Work item -> Give the number of lines in the listing that contain the word "shirt", and nothing besides.

___

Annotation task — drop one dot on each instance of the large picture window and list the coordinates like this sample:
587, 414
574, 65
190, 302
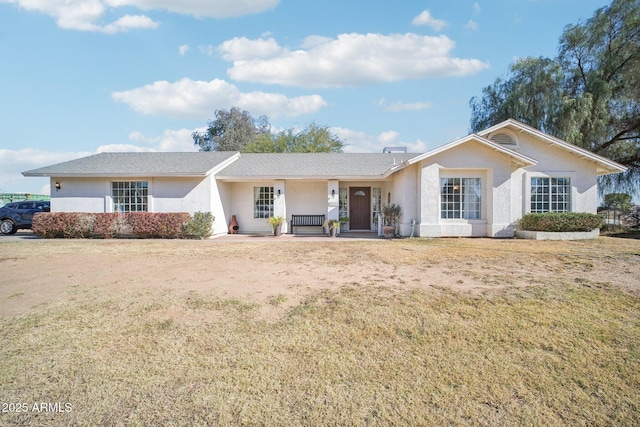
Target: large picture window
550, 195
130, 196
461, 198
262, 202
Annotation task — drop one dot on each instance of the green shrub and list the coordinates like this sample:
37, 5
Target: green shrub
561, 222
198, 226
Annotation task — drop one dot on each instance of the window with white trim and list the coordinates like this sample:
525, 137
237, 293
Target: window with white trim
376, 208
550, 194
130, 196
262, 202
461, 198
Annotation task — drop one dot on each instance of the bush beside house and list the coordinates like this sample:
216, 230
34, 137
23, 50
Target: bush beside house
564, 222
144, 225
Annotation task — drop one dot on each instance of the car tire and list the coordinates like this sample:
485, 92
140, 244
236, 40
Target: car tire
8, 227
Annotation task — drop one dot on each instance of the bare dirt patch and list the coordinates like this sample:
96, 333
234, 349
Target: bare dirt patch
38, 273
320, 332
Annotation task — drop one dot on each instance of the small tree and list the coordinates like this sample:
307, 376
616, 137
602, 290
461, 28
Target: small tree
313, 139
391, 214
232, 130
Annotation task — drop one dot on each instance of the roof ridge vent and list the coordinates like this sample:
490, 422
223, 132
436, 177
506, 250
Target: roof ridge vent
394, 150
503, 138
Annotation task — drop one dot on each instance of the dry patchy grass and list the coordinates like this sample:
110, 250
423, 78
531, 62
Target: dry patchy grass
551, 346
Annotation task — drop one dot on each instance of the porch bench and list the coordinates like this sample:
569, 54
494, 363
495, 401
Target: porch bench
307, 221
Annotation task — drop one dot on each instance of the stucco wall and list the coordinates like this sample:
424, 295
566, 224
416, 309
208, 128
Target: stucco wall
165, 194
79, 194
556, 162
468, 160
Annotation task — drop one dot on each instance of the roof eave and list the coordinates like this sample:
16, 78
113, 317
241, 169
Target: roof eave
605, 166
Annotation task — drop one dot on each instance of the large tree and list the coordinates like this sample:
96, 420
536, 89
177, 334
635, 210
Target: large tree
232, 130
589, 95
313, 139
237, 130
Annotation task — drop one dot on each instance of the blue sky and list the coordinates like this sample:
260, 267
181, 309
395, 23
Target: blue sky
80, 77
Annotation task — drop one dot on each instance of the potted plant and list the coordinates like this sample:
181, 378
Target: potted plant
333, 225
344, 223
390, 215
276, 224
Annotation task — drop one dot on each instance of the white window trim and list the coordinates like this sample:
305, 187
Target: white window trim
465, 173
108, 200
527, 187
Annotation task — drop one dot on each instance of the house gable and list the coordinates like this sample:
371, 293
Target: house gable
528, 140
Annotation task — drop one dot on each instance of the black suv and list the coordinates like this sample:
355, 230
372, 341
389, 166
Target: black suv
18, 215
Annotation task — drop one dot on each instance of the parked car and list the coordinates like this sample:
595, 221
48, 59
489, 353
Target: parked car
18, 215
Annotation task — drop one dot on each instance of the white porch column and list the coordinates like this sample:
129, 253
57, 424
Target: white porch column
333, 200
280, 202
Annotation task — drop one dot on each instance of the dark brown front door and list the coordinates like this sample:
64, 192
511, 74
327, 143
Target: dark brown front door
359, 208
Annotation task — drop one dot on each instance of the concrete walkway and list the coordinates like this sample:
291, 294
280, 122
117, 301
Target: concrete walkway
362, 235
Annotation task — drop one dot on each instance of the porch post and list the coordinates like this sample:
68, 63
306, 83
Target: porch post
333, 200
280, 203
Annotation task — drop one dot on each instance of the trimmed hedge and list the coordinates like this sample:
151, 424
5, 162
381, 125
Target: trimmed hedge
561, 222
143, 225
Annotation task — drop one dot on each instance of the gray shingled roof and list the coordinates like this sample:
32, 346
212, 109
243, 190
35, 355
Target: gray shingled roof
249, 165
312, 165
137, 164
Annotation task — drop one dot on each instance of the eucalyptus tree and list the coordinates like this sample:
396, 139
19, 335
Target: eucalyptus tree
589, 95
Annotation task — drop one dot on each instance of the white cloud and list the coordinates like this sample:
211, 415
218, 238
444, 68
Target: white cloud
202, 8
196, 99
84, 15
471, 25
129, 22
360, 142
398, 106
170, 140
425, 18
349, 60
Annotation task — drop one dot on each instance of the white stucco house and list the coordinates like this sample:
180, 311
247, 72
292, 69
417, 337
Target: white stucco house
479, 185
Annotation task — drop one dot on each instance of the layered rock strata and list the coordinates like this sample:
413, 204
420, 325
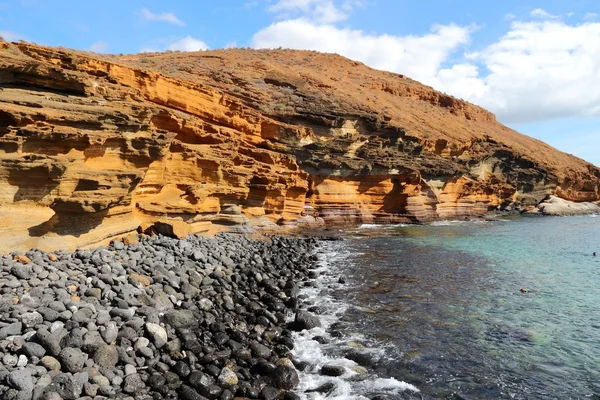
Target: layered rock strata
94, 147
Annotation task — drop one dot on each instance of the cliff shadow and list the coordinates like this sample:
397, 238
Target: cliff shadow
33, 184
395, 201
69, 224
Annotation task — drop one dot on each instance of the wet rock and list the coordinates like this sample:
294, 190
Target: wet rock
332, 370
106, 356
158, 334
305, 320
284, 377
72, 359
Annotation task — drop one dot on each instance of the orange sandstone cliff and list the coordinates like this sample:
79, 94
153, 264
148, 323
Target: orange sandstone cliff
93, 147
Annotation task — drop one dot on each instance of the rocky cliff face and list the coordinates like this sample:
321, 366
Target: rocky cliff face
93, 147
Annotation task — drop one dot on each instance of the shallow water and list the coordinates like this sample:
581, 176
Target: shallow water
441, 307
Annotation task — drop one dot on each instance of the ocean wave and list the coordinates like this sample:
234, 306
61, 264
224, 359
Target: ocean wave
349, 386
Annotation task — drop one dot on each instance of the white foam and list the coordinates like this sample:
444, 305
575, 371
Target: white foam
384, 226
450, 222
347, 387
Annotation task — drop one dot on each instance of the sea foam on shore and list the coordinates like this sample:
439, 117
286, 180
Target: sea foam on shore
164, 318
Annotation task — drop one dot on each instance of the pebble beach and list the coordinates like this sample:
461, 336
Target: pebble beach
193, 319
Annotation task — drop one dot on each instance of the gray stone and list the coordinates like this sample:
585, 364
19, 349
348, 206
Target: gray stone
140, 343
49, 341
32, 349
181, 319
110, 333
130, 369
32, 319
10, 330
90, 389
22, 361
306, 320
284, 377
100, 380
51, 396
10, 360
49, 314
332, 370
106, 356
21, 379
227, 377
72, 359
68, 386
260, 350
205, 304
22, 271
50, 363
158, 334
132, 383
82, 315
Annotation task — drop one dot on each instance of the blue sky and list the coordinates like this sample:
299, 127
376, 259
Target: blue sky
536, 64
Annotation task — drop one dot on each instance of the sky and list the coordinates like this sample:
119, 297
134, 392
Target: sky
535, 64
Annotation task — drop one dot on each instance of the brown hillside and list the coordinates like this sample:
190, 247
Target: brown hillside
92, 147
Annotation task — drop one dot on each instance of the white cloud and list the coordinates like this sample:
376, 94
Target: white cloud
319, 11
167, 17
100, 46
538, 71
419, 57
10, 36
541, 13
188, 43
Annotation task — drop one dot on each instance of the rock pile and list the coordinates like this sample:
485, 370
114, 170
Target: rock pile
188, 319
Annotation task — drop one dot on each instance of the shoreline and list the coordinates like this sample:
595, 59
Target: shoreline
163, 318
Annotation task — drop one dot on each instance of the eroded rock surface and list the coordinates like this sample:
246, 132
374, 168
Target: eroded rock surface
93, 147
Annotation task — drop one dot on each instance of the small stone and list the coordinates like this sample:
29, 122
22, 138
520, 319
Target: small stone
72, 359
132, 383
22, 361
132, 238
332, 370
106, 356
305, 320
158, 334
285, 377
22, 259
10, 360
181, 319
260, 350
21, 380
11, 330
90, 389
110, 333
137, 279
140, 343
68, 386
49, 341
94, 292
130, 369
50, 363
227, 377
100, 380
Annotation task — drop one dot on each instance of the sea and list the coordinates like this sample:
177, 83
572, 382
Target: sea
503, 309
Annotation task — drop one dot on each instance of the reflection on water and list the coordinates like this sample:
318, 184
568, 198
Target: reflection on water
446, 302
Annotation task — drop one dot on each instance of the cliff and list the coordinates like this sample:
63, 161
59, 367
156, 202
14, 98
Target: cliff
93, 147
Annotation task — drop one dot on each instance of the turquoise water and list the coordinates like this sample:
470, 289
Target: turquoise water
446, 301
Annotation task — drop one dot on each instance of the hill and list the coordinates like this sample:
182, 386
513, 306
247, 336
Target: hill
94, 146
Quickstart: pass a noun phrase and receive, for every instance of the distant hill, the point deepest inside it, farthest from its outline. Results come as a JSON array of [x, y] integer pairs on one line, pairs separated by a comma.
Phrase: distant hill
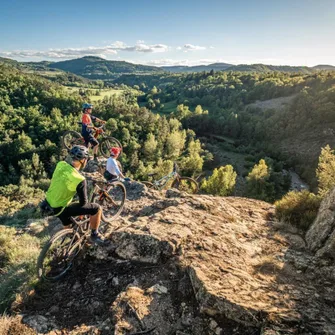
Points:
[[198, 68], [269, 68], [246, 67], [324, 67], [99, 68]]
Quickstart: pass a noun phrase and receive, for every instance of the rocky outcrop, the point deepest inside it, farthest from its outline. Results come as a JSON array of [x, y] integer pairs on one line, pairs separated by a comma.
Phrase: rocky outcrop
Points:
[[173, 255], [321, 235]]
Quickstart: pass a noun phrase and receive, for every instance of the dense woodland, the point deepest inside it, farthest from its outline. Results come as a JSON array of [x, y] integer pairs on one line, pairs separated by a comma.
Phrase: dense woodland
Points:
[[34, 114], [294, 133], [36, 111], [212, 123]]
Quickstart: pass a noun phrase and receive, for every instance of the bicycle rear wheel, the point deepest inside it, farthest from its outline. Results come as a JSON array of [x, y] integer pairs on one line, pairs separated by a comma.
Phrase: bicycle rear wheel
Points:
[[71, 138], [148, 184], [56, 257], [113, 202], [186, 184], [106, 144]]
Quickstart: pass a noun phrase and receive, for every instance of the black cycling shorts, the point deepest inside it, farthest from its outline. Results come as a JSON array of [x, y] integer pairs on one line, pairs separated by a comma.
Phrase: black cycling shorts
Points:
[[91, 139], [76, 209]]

___

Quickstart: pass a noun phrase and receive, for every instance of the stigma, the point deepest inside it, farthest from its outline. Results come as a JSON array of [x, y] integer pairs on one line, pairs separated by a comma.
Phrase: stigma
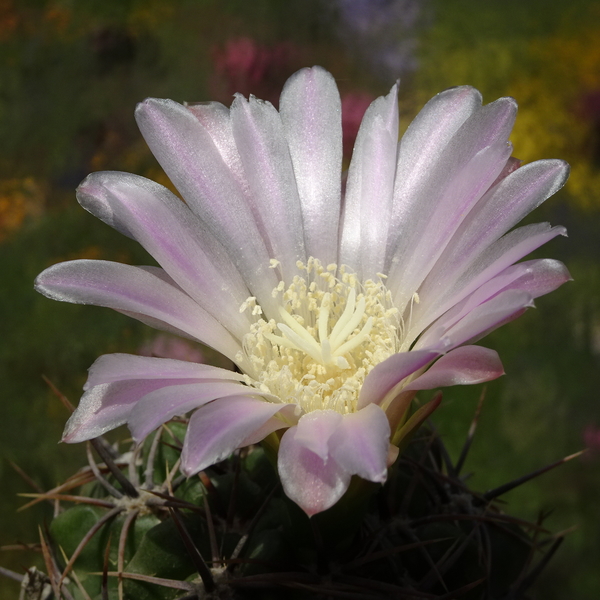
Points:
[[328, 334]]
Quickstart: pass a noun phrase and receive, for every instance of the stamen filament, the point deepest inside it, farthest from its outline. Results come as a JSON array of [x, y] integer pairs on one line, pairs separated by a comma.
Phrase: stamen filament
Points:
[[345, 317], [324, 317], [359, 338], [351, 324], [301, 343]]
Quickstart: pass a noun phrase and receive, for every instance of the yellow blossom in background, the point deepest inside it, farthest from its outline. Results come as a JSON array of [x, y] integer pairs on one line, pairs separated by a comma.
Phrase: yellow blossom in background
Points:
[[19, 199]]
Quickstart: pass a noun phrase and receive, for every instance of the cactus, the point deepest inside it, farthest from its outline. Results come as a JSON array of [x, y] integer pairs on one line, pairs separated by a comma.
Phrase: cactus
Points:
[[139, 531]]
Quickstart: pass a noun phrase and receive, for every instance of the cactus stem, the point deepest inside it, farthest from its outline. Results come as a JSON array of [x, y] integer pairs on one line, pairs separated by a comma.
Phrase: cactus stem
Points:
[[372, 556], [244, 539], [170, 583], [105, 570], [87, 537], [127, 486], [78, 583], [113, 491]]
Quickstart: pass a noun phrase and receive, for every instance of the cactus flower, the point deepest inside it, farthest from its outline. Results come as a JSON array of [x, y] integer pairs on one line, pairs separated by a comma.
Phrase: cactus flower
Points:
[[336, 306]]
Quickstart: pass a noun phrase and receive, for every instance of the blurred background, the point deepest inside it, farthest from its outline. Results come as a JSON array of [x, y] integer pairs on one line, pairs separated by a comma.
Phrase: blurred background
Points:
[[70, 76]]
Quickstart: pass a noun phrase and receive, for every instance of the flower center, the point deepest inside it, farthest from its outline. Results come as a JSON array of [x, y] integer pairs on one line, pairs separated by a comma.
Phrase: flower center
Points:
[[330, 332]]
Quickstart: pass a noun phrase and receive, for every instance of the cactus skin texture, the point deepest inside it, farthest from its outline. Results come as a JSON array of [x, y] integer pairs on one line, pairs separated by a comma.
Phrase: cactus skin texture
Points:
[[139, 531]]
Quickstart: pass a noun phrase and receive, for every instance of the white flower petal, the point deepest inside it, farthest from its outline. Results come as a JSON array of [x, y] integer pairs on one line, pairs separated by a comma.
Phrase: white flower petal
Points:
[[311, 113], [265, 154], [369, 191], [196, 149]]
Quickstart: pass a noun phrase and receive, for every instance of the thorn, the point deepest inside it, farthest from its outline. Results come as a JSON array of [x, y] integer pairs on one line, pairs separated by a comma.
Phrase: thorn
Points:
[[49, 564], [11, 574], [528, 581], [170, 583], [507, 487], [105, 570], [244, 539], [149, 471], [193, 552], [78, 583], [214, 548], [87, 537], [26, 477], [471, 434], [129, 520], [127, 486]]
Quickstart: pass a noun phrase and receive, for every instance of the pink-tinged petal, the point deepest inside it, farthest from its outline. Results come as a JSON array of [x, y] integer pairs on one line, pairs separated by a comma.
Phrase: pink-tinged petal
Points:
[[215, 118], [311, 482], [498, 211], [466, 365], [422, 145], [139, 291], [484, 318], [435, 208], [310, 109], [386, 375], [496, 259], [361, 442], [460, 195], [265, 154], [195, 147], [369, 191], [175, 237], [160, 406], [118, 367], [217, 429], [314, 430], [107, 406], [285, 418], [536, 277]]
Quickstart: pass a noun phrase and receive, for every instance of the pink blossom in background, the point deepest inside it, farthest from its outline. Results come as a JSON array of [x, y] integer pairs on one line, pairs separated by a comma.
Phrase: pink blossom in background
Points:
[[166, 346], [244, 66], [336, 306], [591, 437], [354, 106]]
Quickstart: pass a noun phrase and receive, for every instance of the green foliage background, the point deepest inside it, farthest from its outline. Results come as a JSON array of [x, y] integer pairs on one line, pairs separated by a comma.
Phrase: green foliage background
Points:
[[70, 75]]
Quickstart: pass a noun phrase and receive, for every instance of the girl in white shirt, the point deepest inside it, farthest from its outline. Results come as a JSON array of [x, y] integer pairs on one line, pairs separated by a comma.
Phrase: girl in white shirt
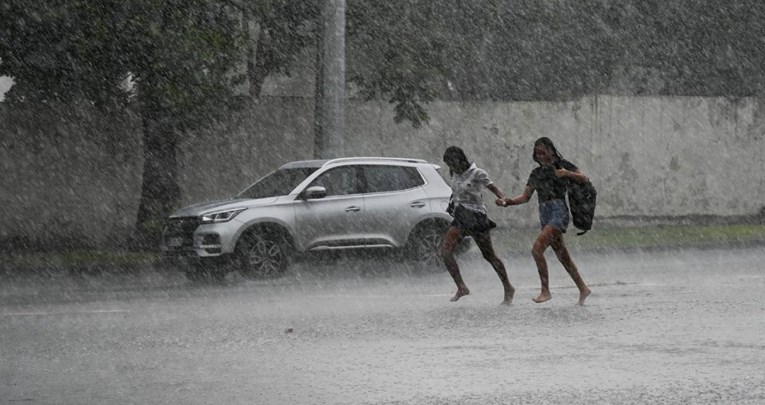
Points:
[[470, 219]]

___

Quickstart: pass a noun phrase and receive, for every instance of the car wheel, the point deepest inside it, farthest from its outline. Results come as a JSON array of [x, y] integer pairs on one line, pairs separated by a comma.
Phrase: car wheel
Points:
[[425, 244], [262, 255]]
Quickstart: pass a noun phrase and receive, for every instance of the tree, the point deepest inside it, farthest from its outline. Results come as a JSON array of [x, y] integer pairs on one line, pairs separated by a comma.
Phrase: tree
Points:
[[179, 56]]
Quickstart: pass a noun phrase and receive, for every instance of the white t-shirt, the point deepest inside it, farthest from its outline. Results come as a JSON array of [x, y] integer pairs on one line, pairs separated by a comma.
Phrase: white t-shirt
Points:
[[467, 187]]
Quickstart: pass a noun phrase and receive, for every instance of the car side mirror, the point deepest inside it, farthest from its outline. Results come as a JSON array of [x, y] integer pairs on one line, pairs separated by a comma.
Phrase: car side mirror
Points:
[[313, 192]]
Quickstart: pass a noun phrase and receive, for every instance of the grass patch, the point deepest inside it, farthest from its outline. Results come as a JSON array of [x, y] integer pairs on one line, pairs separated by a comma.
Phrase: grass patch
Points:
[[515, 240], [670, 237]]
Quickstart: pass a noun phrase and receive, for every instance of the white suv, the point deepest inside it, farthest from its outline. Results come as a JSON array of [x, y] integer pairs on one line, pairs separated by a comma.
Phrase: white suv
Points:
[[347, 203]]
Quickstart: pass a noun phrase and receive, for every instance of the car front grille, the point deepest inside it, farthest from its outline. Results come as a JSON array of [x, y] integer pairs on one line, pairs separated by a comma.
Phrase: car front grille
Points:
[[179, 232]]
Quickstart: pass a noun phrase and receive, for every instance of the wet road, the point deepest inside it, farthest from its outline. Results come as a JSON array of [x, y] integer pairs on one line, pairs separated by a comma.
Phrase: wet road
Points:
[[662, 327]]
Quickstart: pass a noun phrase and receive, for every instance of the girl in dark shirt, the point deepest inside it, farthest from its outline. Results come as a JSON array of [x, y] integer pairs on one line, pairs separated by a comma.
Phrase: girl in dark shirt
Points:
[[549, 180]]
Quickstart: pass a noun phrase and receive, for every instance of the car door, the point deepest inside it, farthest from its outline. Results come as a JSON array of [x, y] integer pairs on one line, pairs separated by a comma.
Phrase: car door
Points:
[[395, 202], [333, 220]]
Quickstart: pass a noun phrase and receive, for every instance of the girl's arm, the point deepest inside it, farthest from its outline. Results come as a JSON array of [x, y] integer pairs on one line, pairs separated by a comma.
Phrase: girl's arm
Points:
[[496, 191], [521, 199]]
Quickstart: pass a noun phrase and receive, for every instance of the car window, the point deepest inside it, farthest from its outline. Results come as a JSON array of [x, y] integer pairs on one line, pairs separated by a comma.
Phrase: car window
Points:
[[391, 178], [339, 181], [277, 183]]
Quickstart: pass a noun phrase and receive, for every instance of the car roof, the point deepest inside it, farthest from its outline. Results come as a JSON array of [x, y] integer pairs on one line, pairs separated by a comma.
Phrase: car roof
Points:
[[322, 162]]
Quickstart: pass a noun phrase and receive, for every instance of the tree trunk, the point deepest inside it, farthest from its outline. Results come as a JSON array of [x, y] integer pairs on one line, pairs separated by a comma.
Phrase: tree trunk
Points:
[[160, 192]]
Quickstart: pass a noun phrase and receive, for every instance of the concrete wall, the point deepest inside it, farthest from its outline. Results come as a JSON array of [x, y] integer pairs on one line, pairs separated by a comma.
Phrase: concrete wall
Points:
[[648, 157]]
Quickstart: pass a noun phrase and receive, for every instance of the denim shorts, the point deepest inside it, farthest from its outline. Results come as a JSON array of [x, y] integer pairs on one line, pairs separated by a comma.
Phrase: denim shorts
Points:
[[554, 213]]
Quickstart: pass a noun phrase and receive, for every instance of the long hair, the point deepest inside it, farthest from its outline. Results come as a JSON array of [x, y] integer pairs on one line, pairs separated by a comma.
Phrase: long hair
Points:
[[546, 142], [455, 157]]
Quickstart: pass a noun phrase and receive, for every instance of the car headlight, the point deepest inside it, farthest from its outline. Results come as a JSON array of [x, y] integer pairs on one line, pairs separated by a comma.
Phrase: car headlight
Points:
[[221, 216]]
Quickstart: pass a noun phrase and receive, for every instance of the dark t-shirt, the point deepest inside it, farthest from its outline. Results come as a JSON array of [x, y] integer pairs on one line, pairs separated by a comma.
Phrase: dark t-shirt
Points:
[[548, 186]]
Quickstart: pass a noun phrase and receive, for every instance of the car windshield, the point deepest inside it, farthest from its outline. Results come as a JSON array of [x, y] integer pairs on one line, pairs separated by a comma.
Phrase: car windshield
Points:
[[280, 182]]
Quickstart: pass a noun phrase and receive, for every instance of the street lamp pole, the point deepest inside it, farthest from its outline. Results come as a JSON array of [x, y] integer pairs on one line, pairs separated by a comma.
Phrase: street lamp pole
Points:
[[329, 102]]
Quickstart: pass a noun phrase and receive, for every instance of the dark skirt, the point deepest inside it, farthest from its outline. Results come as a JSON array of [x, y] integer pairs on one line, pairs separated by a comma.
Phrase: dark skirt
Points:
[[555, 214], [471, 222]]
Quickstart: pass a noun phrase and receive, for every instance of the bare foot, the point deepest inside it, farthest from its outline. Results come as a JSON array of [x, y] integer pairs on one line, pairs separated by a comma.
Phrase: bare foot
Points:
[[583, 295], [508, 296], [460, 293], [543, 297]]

___

Answer area -> 8